In Imagined Communities, Benedict Anderson argued that a "last wave" of nationalisms erupted in the 1890s, particularly in colonial territories, at a time when the nation state had become an "international norm" and national community could be conceived in more complex ways than before. In this provocative new study Andre Schmid examines how intellectuals of the Korean "patriotic enlightenment movement" began to re-imagine their own society as a national community at precisely this historical moment, and like Anderson, he insists that the "invention" of the Korean nation did not take place in a cultural and intellectual vacuum but drew on influences from the outside world. He portrays the Korean enlightenment intellectuals grappling with the same issues as other "colonial intellectuals" who faced the onslaught of "global imperialism."

Schmid uses the pages of the new vernacular press as his archive. Newspaper circulation was small, and editors constantly complained that no one was listening to them, but Schmid argues that the press was a powerful machine for the production and diffusion of nationalist discourse. Combing through newspaper advertisements, letters, essays, poetry, and fiction as well as editorials, [End Page 311] he uncovers a debate over diverse and often contradictory visions of the nation that attempted to come to terms with "the capitalist modernity that supported an international system based on the nation state" (p. 257). These visions, however, defined Korea not simply against an intrusive and threatening "capitalist" West but against China and Japan, the neighboring "empires" of the book's title.
::::
* [GIVEN REQUEST 1]:
Answer these from the review, one line each:
(a) In what decade, according to Anderson, did a "last wave" of nationalisms erupt?
(b) What does Schmid use as his archive?
(c) Besides the West, which two countries did the Korean visions of the nation define Korea against?
::::
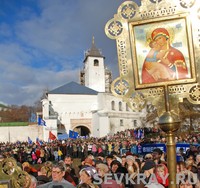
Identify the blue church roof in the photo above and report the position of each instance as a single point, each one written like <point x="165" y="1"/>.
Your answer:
<point x="73" y="88"/>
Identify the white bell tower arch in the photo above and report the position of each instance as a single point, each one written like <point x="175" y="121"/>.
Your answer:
<point x="93" y="73"/>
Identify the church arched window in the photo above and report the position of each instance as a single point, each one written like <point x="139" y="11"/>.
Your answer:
<point x="96" y="62"/>
<point x="120" y="106"/>
<point x="127" y="108"/>
<point x="113" y="105"/>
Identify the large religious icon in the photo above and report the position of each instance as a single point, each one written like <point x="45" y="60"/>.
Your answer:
<point x="162" y="52"/>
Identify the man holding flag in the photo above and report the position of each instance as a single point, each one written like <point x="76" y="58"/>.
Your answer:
<point x="51" y="136"/>
<point x="41" y="121"/>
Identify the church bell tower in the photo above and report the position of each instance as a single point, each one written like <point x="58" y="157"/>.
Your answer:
<point x="94" y="73"/>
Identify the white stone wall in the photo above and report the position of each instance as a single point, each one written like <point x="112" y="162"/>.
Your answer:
<point x="13" y="134"/>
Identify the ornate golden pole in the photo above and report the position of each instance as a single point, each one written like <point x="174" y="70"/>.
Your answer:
<point x="169" y="122"/>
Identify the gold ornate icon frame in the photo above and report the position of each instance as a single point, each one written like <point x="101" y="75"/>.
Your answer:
<point x="132" y="28"/>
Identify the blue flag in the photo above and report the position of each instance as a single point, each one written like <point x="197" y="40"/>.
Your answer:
<point x="29" y="140"/>
<point x="41" y="121"/>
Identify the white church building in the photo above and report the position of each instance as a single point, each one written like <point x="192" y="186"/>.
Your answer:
<point x="88" y="107"/>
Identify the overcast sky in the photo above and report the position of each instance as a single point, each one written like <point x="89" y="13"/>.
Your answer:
<point x="42" y="44"/>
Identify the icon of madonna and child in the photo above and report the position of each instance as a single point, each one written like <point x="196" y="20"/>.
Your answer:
<point x="163" y="62"/>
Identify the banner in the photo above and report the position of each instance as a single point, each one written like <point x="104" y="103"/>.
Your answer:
<point x="63" y="136"/>
<point x="73" y="134"/>
<point x="30" y="141"/>
<point x="52" y="136"/>
<point x="38" y="142"/>
<point x="41" y="121"/>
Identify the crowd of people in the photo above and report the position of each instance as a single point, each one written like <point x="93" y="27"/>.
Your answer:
<point x="105" y="162"/>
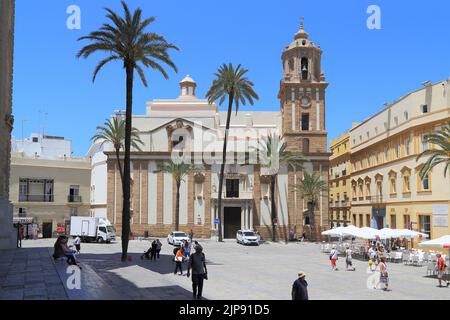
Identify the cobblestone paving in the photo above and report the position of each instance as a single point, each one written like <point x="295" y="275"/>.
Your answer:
<point x="235" y="272"/>
<point x="29" y="274"/>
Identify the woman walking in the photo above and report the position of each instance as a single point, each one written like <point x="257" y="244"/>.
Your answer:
<point x="334" y="257"/>
<point x="158" y="248"/>
<point x="178" y="262"/>
<point x="384" y="277"/>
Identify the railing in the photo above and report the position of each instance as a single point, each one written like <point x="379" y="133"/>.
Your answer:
<point x="241" y="195"/>
<point x="73" y="198"/>
<point x="36" y="197"/>
<point x="376" y="199"/>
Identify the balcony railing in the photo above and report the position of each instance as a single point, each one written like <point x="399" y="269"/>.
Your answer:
<point x="73" y="198"/>
<point x="376" y="199"/>
<point x="241" y="195"/>
<point x="36" y="197"/>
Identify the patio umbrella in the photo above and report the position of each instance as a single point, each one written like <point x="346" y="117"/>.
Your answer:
<point x="442" y="243"/>
<point x="368" y="233"/>
<point x="411" y="234"/>
<point x="336" y="232"/>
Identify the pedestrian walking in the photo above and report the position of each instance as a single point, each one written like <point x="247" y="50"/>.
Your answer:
<point x="384" y="276"/>
<point x="334" y="257"/>
<point x="153" y="250"/>
<point x="197" y="263"/>
<point x="178" y="262"/>
<point x="77" y="243"/>
<point x="441" y="270"/>
<point x="187" y="249"/>
<point x="148" y="252"/>
<point x="158" y="248"/>
<point x="348" y="259"/>
<point x="300" y="287"/>
<point x="372" y="253"/>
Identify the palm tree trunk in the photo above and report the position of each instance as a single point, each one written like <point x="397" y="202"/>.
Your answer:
<point x="126" y="171"/>
<point x="273" y="206"/>
<point x="177" y="208"/>
<point x="312" y="222"/>
<point x="118" y="164"/>
<point x="222" y="166"/>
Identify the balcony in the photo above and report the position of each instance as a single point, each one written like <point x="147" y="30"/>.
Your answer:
<point x="36" y="198"/>
<point x="230" y="196"/>
<point x="74" y="198"/>
<point x="376" y="199"/>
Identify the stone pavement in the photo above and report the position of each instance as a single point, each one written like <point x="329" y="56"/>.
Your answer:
<point x="29" y="274"/>
<point x="236" y="272"/>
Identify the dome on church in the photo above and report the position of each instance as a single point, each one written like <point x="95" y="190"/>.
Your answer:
<point x="187" y="79"/>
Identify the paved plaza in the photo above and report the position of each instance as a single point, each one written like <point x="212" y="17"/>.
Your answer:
<point x="235" y="272"/>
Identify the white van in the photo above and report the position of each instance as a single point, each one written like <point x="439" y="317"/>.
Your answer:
<point x="247" y="237"/>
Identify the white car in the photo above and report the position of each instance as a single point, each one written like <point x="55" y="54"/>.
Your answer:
<point x="176" y="238"/>
<point x="247" y="237"/>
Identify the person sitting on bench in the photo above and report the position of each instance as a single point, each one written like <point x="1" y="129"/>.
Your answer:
<point x="62" y="250"/>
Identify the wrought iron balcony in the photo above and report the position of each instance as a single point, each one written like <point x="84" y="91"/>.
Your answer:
<point x="73" y="198"/>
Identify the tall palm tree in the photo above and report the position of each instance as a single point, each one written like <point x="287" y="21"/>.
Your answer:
<point x="179" y="172"/>
<point x="440" y="138"/>
<point x="230" y="83"/>
<point x="273" y="154"/>
<point x="113" y="131"/>
<point x="124" y="39"/>
<point x="310" y="188"/>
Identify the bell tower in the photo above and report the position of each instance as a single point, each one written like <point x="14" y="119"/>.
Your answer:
<point x="302" y="95"/>
<point x="302" y="103"/>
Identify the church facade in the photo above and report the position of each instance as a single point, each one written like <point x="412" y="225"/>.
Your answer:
<point x="190" y="127"/>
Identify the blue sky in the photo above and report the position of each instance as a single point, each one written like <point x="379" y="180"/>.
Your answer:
<point x="365" y="68"/>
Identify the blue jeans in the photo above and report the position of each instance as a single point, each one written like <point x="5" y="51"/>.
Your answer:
<point x="71" y="259"/>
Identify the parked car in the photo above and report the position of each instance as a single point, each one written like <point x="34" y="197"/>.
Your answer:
<point x="176" y="238"/>
<point x="247" y="237"/>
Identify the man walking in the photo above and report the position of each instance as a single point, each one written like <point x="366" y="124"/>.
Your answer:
<point x="197" y="263"/>
<point x="77" y="243"/>
<point x="158" y="248"/>
<point x="300" y="288"/>
<point x="333" y="257"/>
<point x="348" y="259"/>
<point x="441" y="270"/>
<point x="153" y="250"/>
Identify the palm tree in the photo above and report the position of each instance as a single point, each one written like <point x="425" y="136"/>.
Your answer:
<point x="310" y="188"/>
<point x="125" y="39"/>
<point x="179" y="172"/>
<point x="273" y="154"/>
<point x="230" y="83"/>
<point x="113" y="131"/>
<point x="440" y="138"/>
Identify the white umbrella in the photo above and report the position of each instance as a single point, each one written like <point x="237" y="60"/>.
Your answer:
<point x="336" y="232"/>
<point x="411" y="234"/>
<point x="351" y="230"/>
<point x="442" y="242"/>
<point x="368" y="233"/>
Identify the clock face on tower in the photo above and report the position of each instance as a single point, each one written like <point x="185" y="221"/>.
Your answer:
<point x="305" y="101"/>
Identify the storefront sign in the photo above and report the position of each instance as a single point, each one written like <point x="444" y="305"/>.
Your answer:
<point x="440" y="215"/>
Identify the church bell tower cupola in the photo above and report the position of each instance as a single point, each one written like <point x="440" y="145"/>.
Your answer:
<point x="187" y="87"/>
<point x="302" y="95"/>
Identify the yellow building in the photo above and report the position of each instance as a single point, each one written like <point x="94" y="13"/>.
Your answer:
<point x="386" y="190"/>
<point x="339" y="181"/>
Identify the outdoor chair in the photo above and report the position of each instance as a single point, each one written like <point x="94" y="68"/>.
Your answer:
<point x="405" y="257"/>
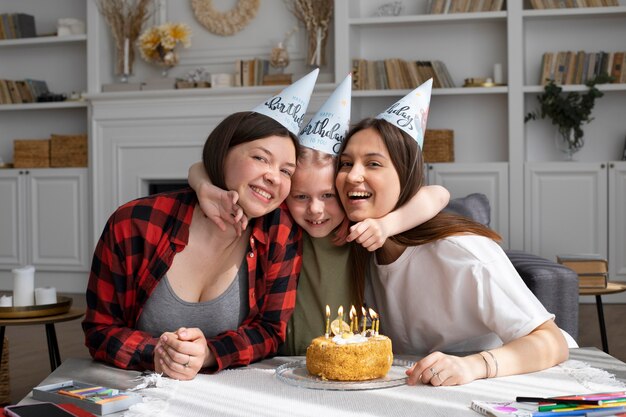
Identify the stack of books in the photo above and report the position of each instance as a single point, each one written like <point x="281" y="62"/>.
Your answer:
<point x="592" y="269"/>
<point x="568" y="4"/>
<point x="398" y="74"/>
<point x="569" y="67"/>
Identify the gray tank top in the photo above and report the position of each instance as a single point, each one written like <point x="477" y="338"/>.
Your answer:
<point x="166" y="312"/>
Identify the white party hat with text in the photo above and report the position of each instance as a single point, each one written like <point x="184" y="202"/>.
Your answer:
<point x="328" y="128"/>
<point x="289" y="106"/>
<point x="410" y="113"/>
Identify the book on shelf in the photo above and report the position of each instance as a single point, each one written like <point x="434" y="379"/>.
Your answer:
<point x="568" y="67"/>
<point x="464" y="6"/>
<point x="398" y="74"/>
<point x="17" y="25"/>
<point x="590" y="263"/>
<point x="546" y="68"/>
<point x="251" y="72"/>
<point x="570" y="4"/>
<point x="618" y="66"/>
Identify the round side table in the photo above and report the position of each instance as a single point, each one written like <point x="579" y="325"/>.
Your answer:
<point x="51" y="336"/>
<point x="611" y="288"/>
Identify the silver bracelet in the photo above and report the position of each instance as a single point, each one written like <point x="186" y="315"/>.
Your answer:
<point x="494" y="361"/>
<point x="487" y="367"/>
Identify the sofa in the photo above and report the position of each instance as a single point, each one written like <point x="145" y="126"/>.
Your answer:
<point x="555" y="285"/>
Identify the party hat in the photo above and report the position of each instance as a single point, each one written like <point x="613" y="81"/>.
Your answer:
<point x="411" y="112"/>
<point x="327" y="129"/>
<point x="288" y="106"/>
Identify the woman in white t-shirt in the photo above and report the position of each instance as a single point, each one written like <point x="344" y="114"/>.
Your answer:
<point x="444" y="286"/>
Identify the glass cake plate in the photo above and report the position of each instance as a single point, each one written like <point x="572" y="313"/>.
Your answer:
<point x="295" y="373"/>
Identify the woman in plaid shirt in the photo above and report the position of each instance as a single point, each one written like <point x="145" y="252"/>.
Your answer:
<point x="167" y="236"/>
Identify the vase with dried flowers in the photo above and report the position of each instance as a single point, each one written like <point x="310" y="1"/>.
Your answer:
<point x="316" y="15"/>
<point x="125" y="19"/>
<point x="158" y="43"/>
<point x="279" y="56"/>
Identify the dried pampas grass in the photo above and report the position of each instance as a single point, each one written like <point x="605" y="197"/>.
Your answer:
<point x="126" y="19"/>
<point x="316" y="16"/>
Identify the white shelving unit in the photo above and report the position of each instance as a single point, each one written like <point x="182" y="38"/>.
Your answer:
<point x="481" y="131"/>
<point x="46" y="221"/>
<point x="489" y="122"/>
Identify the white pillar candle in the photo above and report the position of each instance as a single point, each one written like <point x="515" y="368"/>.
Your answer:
<point x="6" y="301"/>
<point x="24" y="286"/>
<point x="45" y="295"/>
<point x="497" y="73"/>
<point x="318" y="47"/>
<point x="126" y="52"/>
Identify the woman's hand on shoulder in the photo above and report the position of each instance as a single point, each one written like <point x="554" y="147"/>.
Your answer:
<point x="225" y="210"/>
<point x="439" y="369"/>
<point x="369" y="233"/>
<point x="182" y="354"/>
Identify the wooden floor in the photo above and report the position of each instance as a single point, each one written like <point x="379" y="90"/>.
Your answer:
<point x="29" y="363"/>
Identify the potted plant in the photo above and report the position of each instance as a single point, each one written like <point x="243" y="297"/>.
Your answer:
<point x="568" y="111"/>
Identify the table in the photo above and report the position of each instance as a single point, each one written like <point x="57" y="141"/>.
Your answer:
<point x="51" y="336"/>
<point x="611" y="288"/>
<point x="254" y="390"/>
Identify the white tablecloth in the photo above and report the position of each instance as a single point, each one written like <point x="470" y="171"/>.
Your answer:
<point x="256" y="391"/>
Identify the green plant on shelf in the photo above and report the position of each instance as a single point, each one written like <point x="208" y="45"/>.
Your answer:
<point x="569" y="111"/>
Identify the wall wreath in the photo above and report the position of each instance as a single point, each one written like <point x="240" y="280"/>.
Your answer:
<point x="225" y="23"/>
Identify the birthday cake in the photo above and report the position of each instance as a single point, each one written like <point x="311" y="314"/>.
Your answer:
<point x="350" y="356"/>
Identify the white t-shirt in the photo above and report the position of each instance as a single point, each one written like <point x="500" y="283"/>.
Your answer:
<point x="458" y="294"/>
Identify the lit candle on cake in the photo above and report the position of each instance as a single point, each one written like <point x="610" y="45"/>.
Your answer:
<point x="327" y="321"/>
<point x="364" y="327"/>
<point x="374" y="317"/>
<point x="340" y="314"/>
<point x="377" y="325"/>
<point x="353" y="320"/>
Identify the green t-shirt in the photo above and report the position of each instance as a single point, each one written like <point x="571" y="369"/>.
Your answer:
<point x="323" y="280"/>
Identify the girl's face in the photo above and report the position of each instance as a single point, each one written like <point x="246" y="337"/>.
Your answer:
<point x="367" y="182"/>
<point x="260" y="171"/>
<point x="313" y="202"/>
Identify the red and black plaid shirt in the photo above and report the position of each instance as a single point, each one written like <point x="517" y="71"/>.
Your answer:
<point x="137" y="248"/>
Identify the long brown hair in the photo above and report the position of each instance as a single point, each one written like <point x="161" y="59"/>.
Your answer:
<point x="406" y="157"/>
<point x="234" y="130"/>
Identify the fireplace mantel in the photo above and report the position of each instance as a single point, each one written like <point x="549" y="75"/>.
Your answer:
<point x="139" y="137"/>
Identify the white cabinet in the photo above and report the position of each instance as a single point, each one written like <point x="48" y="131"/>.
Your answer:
<point x="578" y="208"/>
<point x="488" y="123"/>
<point x="44" y="219"/>
<point x="60" y="61"/>
<point x="491" y="179"/>
<point x="617" y="220"/>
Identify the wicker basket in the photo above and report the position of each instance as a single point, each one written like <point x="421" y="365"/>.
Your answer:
<point x="5" y="382"/>
<point x="439" y="145"/>
<point x="68" y="151"/>
<point x="31" y="153"/>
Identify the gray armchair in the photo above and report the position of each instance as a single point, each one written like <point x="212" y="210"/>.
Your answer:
<point x="553" y="284"/>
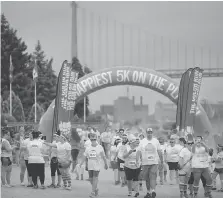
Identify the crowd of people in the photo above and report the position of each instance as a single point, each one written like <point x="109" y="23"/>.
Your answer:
<point x="133" y="157"/>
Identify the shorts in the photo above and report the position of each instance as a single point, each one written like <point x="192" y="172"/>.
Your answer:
<point x="120" y="164"/>
<point x="28" y="168"/>
<point x="191" y="179"/>
<point x="132" y="174"/>
<point x="93" y="173"/>
<point x="173" y="165"/>
<point x="218" y="170"/>
<point x="74" y="154"/>
<point x="114" y="165"/>
<point x="6" y="161"/>
<point x="149" y="170"/>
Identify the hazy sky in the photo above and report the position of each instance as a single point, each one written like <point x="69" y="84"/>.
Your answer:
<point x="199" y="24"/>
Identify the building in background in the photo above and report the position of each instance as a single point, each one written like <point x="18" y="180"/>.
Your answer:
<point x="165" y="112"/>
<point x="125" y="109"/>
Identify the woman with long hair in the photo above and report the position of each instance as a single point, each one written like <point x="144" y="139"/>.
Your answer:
<point x="94" y="153"/>
<point x="6" y="159"/>
<point x="132" y="169"/>
<point x="200" y="166"/>
<point x="113" y="160"/>
<point x="54" y="167"/>
<point x="36" y="160"/>
<point x="75" y="147"/>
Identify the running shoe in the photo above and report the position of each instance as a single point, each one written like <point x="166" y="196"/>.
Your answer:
<point x="58" y="186"/>
<point x="42" y="187"/>
<point x="92" y="195"/>
<point x="35" y="186"/>
<point x="148" y="195"/>
<point x="52" y="186"/>
<point x="8" y="186"/>
<point x="96" y="192"/>
<point x="153" y="194"/>
<point x="68" y="188"/>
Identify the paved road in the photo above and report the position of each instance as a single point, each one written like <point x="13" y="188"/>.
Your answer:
<point x="81" y="189"/>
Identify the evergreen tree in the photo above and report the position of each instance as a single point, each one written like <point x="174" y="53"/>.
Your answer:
<point x="13" y="46"/>
<point x="79" y="107"/>
<point x="17" y="108"/>
<point x="46" y="81"/>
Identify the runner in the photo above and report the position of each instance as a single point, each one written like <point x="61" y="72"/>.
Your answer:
<point x="106" y="141"/>
<point x="54" y="165"/>
<point x="184" y="168"/>
<point x="200" y="166"/>
<point x="219" y="166"/>
<point x="132" y="169"/>
<point x="64" y="159"/>
<point x="162" y="169"/>
<point x="113" y="161"/>
<point x="172" y="159"/>
<point x="75" y="147"/>
<point x="119" y="154"/>
<point x="94" y="153"/>
<point x="149" y="151"/>
<point x="36" y="160"/>
<point x="25" y="153"/>
<point x="6" y="159"/>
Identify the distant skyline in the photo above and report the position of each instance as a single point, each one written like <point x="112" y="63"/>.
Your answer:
<point x="195" y="23"/>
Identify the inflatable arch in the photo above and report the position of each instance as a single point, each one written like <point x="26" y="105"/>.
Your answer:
<point x="128" y="75"/>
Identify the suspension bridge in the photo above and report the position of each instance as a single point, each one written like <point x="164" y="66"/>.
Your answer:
<point x="101" y="42"/>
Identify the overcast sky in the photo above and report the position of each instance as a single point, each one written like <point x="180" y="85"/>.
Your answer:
<point x="197" y="24"/>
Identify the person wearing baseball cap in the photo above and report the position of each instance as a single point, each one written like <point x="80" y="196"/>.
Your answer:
<point x="119" y="154"/>
<point x="149" y="152"/>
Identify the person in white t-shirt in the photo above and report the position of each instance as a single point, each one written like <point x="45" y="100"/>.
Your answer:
<point x="150" y="153"/>
<point x="113" y="160"/>
<point x="172" y="159"/>
<point x="200" y="166"/>
<point x="184" y="167"/>
<point x="64" y="159"/>
<point x="54" y="165"/>
<point x="94" y="153"/>
<point x="162" y="168"/>
<point x="6" y="159"/>
<point x="36" y="160"/>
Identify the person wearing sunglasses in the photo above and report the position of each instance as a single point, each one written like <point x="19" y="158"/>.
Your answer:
<point x="172" y="158"/>
<point x="94" y="153"/>
<point x="200" y="167"/>
<point x="149" y="153"/>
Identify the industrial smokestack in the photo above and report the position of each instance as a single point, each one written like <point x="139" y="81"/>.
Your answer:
<point x="141" y="102"/>
<point x="133" y="100"/>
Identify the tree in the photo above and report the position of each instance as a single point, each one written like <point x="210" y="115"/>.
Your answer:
<point x="39" y="113"/>
<point x="17" y="108"/>
<point x="13" y="46"/>
<point x="79" y="107"/>
<point x="47" y="80"/>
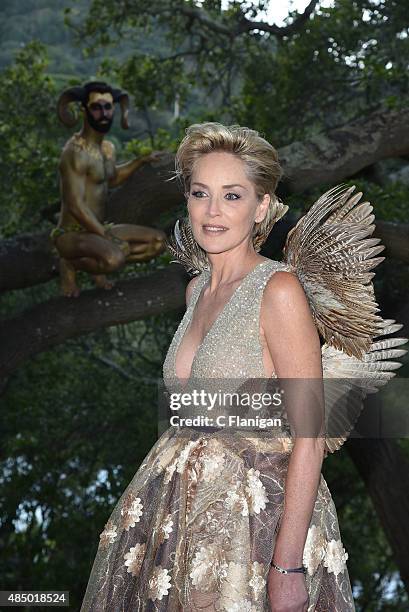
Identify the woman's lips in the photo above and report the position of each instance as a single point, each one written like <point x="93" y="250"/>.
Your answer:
<point x="214" y="230"/>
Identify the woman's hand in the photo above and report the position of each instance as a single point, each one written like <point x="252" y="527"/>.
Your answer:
<point x="287" y="592"/>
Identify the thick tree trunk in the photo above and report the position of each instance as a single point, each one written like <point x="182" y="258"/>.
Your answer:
<point x="327" y="158"/>
<point x="51" y="323"/>
<point x="385" y="471"/>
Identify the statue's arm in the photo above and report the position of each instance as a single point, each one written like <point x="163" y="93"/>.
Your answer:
<point x="73" y="175"/>
<point x="123" y="171"/>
::::
* [GIVEN REQUEST 2]: Count the lines in the entries that contain the string "candle", treating uppercase and lowercase as different. Reply with the number alone.

* [CORRECT RESULT 1]:
(a) The 1890s.
(b) The pages of the new vernacular press.
(c) China and Japan.

* [CORRECT RESULT 2]: 2